About this exercise ▸
Word for word, reproduce the records that follow.

—————

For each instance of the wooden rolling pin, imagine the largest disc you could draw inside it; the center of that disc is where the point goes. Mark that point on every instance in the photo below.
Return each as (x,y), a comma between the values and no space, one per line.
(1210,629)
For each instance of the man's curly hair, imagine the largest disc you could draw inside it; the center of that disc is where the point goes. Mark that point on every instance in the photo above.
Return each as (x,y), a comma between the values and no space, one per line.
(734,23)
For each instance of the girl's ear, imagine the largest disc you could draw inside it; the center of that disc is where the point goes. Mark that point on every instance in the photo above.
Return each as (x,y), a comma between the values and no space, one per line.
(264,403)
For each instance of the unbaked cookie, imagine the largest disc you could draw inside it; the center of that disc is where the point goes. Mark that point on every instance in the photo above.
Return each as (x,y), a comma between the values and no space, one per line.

—————

Exercise result ▸
For each instance of the wooden rolling pin, imagine the largest disc you could draw inside it; the center of that disc is where the point goes. Mark that point on every instance in the photo below.
Return each as (x,y), a comma between the values and no space, one per line.
(1210,629)
For each instance of the man's curly hair, imagine the largest disc you could draw inside it; the center of that disc is where the point goes. Mark that point on every instance in the photo above.
Return each as (x,y), a comma between the values and no space, one per line.
(734,23)
For each instance of the girl's ear, imagine the largest disc you could draw inside it; the center of that disc is where the point goes. Mark that point on every instance in the photo above.
Return each as (x,y), a comma between the values and no space, one per line.
(264,403)
For each instance of the unbaked cookie, imagine the largest disc you could draw inside it; the center of that disc is where the point goes. Mark that point on every instance in the photo above.
Return each as (x,y), a comma between the values and no space, one per line.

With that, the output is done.